= Compiti ed esercizi =
1 – Traduci in inglese questa frase del testo sulle proteste contro Macron: "Dopo una decina di minuti, Macron è riapparso in sala, da solo, e lì è rimasto fino al termine dello spettacolo."
2 – Trascrivi dal testo sulle proteste contro Macron il passo che va da "La reazione sempre" fino a "e mezzi pubblici.", parole incluse.

= Testo =
= = = = = = =
L’attacco personale a Macron

I contestatori hanno risposto immediatamente, un gruppo di trenta persone ha cercato di fare irruzione all’interno del teatro e la polizia li ha respinti a fatica. Tuttavia, la coppia presidenziale è fuggita per evitare il peggio.

Dopo una decina di minuti, Macron è riapparso in sala, da solo, e lì è rimasto fino al termine dello spettacolo. Alla fine è salito sull’auto blindata tra le urla dei contestatori, appostati fuori dal teatro, e la polizia ha dovuto caricare per fargli strada.

La reazione sempre più dura dei sindacati

Gli analisti economici ritengono, a dire il vero, che la Francia non potrà avere in eterno 42 regimi pensionistici diversi sempre più onerosi da gestire ma la situazione diventa ogni giorno più incandescente e i sindacati della Confèdèration gènèrale du travail (Cgt) hanno provocato un blackout che ha messo al buio ampie zone di 11 città e bloccato le attività quotidiane di almeno 30mila persone.

E mentre la trattativa langue e i sindacati più arrabbiati promettono altre azioni clamorose, ci sono andati di mezzo pendolari, alberghi, sistemi di pagamento elettronico e anche semafori in tilt, con tamponamenti tra auto e mezzi pubblici.
= = = = = = =
= Dati mostrati =
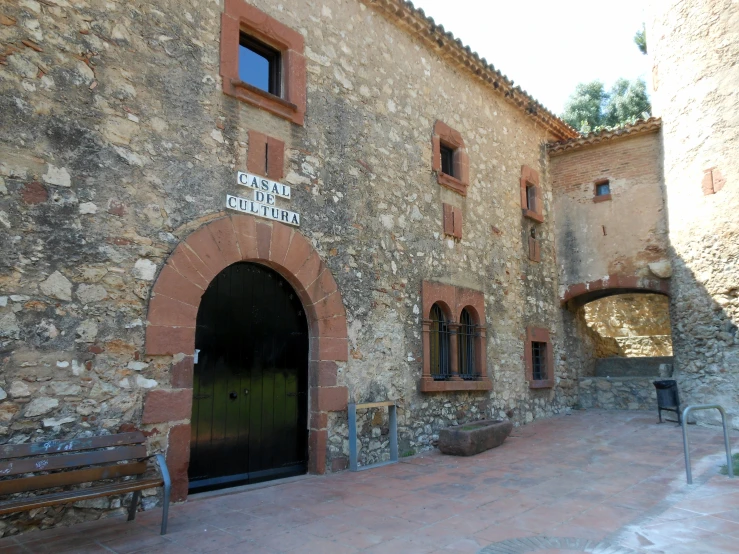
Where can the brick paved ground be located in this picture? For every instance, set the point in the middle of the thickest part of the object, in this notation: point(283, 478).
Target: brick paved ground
= = = = = = =
= Risposte ai compiti =
1 – After about ten minutes, Macron reappeared in the hall, alone, and stayed there until the end of the show.

2 –
La reazione sempre più dura dei sindacati

Gli analisti economici ritengono, a dire il vero, che la Francia non potrà avere in eterno 42 regimi pensionistici diversi sempre più onerosi da gestire ma la situazione diventa ogni giorno più incandescente e i sindacati della Confèdèration gènèrale du travail (Cgt) hanno provocato un blackout che ha messo al buio ampie zone di 11 città e bloccato le attività quotidiane di almeno 30mila persone.

E mentre la trattativa langue e i sindacati più arrabbiati promettono altre azioni clamorose, ci sono andati di mezzo pendolari, alberghi, sistemi di pagamento elettronico e anche semafori in tilt, con tamponamenti tra auto e mezzi pubblici.